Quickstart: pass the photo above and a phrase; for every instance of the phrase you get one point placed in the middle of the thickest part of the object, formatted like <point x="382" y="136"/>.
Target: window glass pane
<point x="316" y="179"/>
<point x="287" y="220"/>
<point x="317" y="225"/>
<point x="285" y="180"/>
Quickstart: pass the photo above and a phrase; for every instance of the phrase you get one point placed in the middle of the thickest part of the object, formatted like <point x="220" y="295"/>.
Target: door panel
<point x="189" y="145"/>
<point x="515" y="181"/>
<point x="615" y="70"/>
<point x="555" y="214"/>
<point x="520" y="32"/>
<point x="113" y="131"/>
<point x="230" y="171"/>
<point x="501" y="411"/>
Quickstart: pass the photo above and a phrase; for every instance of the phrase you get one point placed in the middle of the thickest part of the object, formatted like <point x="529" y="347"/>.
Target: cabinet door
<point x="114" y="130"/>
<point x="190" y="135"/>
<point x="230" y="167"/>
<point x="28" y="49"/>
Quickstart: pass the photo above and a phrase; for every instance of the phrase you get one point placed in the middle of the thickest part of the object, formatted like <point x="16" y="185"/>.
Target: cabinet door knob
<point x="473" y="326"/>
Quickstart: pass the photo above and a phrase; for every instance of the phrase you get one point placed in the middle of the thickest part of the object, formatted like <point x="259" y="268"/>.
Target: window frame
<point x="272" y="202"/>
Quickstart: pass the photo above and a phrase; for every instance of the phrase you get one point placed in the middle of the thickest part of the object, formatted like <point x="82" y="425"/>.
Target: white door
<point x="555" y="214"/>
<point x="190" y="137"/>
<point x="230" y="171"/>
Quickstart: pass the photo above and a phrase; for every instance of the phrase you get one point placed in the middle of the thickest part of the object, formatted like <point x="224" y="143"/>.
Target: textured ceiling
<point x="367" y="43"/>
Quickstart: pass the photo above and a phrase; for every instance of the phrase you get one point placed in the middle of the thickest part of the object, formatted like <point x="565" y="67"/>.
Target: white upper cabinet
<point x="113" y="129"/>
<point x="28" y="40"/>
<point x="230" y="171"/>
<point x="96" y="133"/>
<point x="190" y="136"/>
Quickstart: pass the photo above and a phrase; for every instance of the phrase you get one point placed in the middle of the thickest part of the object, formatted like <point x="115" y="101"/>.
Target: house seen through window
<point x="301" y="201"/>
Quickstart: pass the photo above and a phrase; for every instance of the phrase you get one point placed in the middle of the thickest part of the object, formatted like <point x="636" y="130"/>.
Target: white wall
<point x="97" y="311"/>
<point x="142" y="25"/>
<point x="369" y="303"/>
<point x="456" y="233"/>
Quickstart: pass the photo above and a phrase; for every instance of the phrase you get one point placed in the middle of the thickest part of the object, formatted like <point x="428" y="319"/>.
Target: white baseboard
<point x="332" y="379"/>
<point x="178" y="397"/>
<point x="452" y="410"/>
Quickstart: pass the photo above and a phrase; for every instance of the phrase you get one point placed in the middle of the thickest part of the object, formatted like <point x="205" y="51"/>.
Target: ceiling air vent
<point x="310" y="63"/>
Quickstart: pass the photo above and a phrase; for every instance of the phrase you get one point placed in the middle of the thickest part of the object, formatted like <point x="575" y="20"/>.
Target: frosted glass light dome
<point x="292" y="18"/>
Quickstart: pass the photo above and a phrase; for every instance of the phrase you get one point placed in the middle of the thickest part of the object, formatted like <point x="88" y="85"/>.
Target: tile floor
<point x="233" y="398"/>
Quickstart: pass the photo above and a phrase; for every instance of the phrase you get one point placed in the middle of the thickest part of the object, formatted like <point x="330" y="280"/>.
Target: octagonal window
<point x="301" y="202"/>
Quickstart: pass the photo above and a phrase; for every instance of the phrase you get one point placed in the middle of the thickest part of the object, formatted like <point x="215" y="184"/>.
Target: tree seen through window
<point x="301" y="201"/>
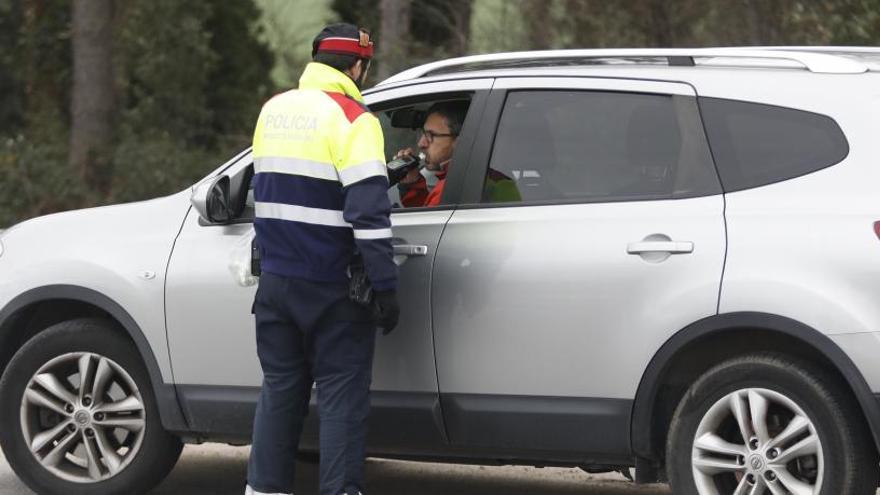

════

PROMPT:
Tally the lines above that contain the string "cabinet", treating uppercase and lowercase letters as different. Reply with the number only.

ANSWER BELOW:
3